# Exercise prompt:
Count the lines in the material below that contain the string "traffic", treating uppercase and lowercase as different. Reply with the number only.
* START Information provided *
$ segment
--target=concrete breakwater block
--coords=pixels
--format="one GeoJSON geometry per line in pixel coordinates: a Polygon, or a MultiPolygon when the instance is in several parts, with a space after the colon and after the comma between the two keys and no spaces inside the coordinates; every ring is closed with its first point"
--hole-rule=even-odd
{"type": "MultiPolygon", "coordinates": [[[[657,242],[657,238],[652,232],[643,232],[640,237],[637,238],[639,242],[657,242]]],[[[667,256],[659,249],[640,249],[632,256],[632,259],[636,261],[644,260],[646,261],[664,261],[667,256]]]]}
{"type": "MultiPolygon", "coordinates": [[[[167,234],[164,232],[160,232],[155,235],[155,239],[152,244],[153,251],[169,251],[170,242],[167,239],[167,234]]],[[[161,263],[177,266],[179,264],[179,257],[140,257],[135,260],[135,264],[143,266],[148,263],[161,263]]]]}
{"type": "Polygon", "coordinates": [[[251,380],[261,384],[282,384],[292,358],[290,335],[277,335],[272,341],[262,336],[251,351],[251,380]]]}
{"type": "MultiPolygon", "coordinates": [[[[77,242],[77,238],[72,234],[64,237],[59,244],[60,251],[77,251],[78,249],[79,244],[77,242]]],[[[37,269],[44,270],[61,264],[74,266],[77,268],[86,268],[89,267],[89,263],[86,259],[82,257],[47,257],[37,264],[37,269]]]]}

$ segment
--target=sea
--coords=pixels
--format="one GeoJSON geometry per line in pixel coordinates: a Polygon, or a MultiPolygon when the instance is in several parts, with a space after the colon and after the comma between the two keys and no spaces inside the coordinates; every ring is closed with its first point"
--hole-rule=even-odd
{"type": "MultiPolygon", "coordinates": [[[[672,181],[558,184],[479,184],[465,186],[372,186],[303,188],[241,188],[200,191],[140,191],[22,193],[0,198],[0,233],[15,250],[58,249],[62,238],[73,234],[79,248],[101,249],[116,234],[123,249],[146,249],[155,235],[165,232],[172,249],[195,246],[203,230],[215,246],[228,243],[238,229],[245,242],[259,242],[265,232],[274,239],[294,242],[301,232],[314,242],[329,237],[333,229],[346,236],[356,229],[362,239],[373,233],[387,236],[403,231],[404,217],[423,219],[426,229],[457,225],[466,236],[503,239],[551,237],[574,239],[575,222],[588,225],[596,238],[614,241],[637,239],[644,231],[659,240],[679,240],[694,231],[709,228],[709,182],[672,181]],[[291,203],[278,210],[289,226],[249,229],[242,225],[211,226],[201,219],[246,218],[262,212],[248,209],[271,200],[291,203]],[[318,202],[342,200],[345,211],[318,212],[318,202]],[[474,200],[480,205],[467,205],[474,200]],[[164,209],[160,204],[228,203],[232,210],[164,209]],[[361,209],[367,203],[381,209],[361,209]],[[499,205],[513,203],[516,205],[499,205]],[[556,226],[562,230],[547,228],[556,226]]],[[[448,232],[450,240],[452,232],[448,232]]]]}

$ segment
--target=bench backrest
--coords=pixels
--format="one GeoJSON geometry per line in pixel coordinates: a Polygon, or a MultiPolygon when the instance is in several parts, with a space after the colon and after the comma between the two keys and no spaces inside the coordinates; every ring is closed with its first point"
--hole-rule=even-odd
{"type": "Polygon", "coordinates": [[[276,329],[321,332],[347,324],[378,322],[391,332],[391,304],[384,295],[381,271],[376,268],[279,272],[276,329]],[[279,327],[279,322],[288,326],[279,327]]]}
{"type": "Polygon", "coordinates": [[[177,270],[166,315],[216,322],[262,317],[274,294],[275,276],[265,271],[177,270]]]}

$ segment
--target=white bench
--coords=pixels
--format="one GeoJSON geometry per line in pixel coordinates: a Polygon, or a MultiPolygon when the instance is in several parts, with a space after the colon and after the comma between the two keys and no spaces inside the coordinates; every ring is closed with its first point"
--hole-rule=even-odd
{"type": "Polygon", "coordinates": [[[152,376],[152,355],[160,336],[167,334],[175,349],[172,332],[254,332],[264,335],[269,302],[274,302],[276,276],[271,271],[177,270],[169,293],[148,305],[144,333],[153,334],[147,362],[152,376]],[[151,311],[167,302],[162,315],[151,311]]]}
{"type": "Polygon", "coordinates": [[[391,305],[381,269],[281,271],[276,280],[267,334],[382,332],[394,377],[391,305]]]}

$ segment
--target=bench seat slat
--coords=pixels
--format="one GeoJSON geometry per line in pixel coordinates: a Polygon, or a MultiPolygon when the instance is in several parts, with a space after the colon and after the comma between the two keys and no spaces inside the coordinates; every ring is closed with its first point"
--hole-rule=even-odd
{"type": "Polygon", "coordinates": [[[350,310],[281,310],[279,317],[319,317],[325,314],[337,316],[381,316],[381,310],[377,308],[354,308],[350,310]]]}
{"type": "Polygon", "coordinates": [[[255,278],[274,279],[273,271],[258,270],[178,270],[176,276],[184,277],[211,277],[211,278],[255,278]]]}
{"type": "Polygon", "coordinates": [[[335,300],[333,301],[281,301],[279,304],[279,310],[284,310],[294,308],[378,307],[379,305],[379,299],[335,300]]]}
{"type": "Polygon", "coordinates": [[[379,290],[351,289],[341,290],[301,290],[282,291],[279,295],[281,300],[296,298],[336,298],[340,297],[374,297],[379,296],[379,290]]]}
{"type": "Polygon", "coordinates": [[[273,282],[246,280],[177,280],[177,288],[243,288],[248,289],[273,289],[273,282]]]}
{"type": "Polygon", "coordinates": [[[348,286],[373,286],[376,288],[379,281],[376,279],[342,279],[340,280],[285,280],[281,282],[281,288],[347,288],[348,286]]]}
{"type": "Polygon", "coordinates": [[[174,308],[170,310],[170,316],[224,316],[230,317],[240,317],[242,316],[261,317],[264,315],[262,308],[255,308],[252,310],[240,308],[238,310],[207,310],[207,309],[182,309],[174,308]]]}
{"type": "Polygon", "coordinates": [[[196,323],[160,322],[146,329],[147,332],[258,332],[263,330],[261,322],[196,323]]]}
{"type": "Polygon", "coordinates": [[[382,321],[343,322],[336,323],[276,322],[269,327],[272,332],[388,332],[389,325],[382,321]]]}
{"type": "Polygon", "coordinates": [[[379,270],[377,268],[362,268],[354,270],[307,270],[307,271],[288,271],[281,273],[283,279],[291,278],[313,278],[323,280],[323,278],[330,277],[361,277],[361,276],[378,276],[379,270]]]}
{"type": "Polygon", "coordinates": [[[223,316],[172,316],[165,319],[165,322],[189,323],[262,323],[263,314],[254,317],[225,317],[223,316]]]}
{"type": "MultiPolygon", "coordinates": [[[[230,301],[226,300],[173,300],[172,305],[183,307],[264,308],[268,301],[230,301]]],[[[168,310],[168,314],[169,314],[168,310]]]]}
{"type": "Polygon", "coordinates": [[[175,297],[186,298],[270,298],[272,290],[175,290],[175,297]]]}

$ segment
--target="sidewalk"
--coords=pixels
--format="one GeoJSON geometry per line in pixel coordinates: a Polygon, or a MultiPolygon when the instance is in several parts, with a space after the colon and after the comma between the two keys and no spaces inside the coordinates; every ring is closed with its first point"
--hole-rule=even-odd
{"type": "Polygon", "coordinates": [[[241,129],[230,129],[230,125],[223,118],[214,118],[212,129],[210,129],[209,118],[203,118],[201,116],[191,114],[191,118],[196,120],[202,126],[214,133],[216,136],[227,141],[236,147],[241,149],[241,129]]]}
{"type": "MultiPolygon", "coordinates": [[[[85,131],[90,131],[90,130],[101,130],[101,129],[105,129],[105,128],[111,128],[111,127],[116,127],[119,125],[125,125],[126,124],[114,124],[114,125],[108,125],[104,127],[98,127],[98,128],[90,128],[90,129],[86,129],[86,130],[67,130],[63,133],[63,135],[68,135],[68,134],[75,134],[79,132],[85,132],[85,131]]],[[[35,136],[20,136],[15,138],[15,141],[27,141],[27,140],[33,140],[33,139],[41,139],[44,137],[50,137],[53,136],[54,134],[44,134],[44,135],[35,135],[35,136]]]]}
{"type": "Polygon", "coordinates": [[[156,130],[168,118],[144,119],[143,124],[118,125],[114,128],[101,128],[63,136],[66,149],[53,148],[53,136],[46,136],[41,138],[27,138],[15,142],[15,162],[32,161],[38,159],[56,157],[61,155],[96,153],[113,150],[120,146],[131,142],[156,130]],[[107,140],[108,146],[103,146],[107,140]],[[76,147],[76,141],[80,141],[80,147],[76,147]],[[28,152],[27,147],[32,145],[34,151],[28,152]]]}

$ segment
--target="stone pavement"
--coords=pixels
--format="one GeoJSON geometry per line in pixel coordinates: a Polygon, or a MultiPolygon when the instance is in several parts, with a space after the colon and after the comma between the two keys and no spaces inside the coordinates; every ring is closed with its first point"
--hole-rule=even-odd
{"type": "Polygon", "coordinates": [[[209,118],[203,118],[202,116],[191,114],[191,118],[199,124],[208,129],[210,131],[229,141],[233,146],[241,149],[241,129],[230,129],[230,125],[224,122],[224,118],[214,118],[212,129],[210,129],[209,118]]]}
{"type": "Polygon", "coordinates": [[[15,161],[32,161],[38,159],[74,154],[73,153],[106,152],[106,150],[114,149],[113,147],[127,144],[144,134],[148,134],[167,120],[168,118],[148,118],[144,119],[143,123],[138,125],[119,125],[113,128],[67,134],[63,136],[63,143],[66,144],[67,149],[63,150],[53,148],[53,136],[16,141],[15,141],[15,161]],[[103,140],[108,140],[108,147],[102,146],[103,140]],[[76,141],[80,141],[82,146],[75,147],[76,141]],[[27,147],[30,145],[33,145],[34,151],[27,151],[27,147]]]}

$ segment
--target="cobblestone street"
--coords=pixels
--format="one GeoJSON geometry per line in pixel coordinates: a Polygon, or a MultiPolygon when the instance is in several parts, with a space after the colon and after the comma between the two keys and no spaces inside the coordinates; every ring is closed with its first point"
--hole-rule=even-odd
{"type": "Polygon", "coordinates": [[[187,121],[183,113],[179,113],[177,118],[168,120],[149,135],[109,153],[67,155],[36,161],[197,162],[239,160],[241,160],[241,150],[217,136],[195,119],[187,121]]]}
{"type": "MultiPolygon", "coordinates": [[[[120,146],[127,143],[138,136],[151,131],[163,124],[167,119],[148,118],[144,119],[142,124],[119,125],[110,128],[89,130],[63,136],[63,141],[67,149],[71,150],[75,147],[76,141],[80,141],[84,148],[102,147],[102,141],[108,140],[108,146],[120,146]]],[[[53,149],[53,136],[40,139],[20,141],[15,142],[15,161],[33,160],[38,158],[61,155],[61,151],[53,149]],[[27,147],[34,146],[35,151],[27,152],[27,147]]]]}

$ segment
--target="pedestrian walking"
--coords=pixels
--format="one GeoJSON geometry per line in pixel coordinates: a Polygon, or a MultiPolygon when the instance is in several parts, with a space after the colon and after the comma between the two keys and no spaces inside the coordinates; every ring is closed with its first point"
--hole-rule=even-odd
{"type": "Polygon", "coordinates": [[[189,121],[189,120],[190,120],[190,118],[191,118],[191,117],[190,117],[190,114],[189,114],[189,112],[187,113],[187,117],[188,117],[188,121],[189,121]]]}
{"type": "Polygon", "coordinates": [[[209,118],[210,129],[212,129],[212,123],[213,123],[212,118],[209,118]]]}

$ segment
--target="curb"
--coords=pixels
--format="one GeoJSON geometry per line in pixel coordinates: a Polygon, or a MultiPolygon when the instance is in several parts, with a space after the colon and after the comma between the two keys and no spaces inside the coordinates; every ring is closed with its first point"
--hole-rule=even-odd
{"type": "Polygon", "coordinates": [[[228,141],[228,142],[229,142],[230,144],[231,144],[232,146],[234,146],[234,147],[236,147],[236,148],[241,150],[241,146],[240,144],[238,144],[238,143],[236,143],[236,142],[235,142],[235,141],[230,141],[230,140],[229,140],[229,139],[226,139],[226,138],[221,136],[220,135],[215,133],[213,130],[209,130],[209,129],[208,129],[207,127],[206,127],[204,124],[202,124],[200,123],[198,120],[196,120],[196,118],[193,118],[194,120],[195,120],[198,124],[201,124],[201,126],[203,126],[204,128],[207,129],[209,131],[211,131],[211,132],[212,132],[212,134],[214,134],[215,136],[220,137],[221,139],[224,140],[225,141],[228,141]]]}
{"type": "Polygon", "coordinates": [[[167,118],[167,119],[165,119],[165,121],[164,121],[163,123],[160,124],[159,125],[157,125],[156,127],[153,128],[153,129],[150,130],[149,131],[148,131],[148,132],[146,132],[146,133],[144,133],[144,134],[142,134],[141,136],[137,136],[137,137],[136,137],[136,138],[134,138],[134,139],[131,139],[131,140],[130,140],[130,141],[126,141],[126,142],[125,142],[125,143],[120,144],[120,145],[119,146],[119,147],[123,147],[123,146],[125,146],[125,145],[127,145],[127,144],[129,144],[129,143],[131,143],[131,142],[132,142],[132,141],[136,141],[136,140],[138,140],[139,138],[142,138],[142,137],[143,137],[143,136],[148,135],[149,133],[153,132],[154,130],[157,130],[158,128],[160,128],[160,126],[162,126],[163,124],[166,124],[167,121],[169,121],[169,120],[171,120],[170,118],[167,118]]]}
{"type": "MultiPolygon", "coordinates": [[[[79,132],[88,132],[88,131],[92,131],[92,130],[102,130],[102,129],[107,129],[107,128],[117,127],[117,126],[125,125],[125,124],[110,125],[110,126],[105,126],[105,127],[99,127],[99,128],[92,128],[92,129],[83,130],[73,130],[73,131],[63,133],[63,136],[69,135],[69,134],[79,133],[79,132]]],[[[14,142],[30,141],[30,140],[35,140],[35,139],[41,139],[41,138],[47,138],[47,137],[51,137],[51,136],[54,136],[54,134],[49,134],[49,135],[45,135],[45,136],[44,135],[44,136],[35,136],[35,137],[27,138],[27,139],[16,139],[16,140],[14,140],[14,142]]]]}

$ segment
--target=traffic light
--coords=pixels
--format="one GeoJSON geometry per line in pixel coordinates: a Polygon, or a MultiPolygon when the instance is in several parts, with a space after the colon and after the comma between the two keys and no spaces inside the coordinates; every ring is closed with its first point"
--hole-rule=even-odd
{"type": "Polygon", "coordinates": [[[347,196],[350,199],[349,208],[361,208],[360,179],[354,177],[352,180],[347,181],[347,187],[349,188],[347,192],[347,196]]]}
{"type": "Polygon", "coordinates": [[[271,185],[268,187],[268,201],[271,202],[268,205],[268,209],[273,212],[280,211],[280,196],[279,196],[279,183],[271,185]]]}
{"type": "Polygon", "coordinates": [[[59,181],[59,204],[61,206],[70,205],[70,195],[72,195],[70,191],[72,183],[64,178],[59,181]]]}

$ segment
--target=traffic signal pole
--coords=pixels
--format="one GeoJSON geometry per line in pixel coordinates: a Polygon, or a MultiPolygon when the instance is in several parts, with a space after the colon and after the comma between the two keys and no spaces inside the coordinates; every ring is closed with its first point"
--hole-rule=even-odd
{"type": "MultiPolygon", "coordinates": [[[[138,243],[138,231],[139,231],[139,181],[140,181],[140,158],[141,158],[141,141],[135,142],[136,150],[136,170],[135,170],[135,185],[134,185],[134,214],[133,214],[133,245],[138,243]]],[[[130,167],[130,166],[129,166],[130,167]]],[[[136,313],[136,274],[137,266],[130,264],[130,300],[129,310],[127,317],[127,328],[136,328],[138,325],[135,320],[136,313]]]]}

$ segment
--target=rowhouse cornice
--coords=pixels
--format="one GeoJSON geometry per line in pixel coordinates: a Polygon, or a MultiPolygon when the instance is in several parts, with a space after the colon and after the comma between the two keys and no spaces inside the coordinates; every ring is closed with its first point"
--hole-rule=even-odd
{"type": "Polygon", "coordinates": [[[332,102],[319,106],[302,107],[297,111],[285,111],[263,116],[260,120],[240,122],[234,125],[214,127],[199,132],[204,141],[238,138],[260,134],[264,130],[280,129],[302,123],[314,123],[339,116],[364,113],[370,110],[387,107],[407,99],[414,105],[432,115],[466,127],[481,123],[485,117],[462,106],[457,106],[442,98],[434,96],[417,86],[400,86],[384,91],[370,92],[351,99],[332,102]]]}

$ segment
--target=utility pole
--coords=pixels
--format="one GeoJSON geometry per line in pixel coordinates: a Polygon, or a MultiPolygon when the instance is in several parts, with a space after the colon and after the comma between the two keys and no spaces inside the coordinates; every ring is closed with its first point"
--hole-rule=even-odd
* END Information provided *
# The result:
2